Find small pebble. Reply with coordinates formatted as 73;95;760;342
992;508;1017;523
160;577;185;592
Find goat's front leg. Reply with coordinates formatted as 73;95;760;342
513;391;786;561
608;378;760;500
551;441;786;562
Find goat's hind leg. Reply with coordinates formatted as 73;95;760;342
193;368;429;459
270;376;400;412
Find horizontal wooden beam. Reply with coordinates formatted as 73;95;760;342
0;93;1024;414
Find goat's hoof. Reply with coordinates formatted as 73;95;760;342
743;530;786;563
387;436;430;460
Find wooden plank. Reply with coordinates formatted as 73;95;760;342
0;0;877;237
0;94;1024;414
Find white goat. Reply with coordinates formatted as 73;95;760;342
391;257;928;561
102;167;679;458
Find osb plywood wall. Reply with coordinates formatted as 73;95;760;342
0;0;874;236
※
WRITTEN PROBLEM.
Copy the entries above exactly, from the line containing "Find white goat." through the end of the entries, inclusive.

OUTPUT OF THE EXERCISE.
Find white goat. Reply with coordinates formatted as 73;95;760;342
391;257;928;561
102;167;679;458
Find osb plywood wall. Reply with coordinates formatted as 73;95;760;342
0;0;874;236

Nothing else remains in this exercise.